- Aim of the exercise
The lines to extract start at the one containing "white tablecloth, which" and end with the last line; give them exactly and nothing more.

- Exercise material
————
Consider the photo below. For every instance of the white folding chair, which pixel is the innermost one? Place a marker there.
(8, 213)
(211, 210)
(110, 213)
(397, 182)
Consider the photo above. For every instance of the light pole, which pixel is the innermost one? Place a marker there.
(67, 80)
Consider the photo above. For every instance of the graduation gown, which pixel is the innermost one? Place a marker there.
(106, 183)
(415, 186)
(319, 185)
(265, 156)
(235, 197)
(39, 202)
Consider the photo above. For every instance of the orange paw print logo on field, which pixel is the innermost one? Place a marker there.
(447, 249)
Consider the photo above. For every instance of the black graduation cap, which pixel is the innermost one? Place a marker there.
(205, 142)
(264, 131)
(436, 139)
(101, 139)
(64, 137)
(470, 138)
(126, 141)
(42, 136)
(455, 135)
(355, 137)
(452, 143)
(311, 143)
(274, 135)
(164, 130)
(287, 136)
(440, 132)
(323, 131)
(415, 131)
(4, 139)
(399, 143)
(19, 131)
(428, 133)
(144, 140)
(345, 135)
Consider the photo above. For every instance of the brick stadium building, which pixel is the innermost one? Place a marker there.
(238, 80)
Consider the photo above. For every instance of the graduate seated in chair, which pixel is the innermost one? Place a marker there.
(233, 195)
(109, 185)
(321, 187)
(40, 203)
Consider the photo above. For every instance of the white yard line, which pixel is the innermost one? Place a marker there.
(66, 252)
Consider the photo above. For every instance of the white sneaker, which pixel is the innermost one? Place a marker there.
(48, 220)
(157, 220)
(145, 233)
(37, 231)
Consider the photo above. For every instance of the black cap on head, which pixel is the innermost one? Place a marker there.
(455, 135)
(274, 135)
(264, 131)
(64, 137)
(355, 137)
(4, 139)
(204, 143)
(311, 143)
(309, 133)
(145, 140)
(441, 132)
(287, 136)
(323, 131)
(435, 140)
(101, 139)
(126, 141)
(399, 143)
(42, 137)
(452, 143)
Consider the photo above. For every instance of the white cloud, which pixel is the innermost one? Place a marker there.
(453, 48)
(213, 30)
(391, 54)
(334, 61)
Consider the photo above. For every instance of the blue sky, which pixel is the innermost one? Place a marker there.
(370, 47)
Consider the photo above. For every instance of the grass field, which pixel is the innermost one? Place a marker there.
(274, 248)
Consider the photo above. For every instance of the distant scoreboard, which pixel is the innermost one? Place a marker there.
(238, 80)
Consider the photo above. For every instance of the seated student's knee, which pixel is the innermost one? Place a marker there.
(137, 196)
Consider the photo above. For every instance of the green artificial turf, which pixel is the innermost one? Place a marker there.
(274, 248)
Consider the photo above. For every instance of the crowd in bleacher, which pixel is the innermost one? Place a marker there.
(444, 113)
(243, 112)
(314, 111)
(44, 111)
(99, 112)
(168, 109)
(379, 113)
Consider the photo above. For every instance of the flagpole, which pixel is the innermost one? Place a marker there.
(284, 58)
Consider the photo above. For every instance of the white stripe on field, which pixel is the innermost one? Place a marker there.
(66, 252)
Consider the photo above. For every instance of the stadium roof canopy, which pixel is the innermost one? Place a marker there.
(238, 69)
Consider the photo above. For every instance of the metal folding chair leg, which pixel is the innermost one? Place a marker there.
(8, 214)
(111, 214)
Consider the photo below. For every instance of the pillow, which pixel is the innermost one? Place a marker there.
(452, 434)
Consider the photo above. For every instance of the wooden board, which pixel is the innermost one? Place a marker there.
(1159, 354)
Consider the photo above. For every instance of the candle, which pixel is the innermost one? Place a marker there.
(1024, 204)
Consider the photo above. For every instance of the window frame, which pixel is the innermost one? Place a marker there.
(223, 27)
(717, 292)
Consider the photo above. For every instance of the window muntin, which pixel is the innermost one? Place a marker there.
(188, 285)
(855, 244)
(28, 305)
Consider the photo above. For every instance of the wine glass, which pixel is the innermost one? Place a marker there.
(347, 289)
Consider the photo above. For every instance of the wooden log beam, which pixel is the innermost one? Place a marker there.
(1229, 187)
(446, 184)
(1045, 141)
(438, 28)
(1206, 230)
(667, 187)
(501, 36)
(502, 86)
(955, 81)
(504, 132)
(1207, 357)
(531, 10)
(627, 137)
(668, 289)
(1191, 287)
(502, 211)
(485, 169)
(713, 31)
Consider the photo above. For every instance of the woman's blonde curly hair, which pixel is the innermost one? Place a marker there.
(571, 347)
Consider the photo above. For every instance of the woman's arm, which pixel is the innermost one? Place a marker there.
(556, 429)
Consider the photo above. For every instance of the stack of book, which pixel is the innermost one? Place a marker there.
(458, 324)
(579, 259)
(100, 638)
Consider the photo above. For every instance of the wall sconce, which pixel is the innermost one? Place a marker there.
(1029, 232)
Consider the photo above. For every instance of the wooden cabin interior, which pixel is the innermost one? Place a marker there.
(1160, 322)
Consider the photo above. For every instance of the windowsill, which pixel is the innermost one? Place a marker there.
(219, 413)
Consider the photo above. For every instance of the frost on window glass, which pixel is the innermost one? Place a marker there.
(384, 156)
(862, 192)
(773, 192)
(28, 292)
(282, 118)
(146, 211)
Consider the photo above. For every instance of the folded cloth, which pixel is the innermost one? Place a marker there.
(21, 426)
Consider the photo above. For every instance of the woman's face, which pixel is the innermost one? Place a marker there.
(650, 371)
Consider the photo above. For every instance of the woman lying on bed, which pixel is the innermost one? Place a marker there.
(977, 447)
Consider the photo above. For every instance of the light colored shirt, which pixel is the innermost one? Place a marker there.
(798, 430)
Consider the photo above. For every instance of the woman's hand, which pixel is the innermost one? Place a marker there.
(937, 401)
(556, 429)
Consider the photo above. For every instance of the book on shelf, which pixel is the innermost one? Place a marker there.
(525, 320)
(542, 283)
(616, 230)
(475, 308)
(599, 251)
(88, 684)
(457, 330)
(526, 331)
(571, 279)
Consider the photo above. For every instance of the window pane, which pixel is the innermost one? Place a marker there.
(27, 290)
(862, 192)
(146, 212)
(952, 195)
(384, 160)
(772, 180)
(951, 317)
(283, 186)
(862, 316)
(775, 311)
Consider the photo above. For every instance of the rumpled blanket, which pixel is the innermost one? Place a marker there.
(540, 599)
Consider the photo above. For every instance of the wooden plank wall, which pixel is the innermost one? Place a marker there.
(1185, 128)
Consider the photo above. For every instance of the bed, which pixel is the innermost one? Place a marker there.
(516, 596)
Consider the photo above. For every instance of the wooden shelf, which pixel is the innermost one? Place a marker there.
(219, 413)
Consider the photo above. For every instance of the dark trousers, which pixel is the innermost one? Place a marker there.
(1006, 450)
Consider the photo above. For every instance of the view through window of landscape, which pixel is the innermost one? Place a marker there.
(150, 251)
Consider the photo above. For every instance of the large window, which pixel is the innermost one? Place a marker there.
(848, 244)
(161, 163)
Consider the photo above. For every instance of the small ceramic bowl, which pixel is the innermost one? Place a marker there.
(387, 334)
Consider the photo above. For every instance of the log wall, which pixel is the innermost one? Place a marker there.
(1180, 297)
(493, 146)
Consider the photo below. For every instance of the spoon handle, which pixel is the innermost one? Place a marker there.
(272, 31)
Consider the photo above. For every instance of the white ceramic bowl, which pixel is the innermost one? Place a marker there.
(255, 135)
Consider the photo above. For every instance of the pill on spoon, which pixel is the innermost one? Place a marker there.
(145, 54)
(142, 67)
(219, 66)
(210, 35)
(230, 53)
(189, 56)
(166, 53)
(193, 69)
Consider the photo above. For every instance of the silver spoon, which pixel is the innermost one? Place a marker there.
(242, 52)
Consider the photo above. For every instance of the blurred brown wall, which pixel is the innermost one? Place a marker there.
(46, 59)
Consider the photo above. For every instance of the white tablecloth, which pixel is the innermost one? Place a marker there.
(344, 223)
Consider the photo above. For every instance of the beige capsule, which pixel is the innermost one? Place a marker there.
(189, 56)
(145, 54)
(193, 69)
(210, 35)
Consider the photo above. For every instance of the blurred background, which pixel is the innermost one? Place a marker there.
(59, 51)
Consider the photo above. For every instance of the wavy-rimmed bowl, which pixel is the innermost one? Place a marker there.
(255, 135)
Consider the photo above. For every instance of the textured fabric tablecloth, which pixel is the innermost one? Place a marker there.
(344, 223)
————
- The completed task
Consider the photo above. For every instance of the white tablecloth, which pixel is the innermost one? Place a marker there.
(344, 223)
Consider the photo above. For every instance of the beige capsule, which pixel is the innermost one? Place a marker there.
(189, 56)
(145, 54)
(193, 69)
(210, 35)
Consider the photo above. For every instance of the blurred background, which pixel is the innermost one? Place a marker there.
(59, 51)
Consider the photo above. For every instance of the wavy-rimmed bowl, which pixel is the innermost one? Place a marker there.
(255, 135)
Consider the photo above. For every instance of the textured fabric tablecloth, which pixel is the innermost one? Place a marker there.
(344, 223)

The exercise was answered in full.